#### [Task statement]
In the piece on anti-virus software below, what total does a $200 charge on each of 500 credit cards come to?

#### [Page extract]
Anti—virus software is a common installment on almost every single computer these days. We all want to be protected. Yet there is a bit of speculation that the anti—virus software is not the key to staying well protected. While it is true that it will help prevent viruses from entering through your email with an alert system (you can still get the virus if you ignore the warning and open the attachment anyway) it doesn’t do much to help protect you against identity theft or credit card fraud. There is a common misconception that these two facts are interchangeable.
Anti—virus software is big business. Many of the software companies allow the public perception to continue that their products somehow help protect you against identity theft and credit card fraud. Anti—virus software is important to help protect your computer from the ailments that can shut down your computer and turn your $2000 machine into a very slick paperweight. It does not prevent hacking.
Hackers usually don’t bother with single accounts anymore. While hackers might be able to gather some basic information and maybe a credit card number, that’s an awful lot of work, hassle, and risk for one credit card number. A hacker can just as easily expend the same amount of work, hassle, and risk for 500 credit card numbers by hacking into large companies that keep such pertinent information on file. A smart hacker will keep the charges to these credit cards at just a few hundred dollars or less because the banks do not feel this is enough to spend the money tracking down the culprit.
Having 500 various credit card numbers, verification numbers, and social security numbers is much more profitable than breaking into your personal computer. 500 credit cards with a mere $200 charge is still $100,000 worth of monetary gain. Gift cards make the card use even harder to track down. Your bank or the company attacked is liable for informing clients and customers to ensure that any compromised cards are replaced, but it’s much better to track your own account and keep your own records. You can protect your computer, but you can’t guarantee that the electric company is protecting theirs.

#### [Source data]
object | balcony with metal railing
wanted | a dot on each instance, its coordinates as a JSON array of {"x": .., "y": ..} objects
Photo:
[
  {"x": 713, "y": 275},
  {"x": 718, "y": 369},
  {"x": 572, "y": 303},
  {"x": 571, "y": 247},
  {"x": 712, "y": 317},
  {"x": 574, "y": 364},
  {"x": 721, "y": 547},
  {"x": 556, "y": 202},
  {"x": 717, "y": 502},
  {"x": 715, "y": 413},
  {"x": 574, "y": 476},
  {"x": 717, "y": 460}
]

---

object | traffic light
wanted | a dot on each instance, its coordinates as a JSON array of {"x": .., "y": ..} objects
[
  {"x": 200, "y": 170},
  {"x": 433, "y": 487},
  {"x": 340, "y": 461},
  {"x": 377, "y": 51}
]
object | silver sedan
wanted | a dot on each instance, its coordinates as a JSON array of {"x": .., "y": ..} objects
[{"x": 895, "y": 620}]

#### [Solution]
$100,000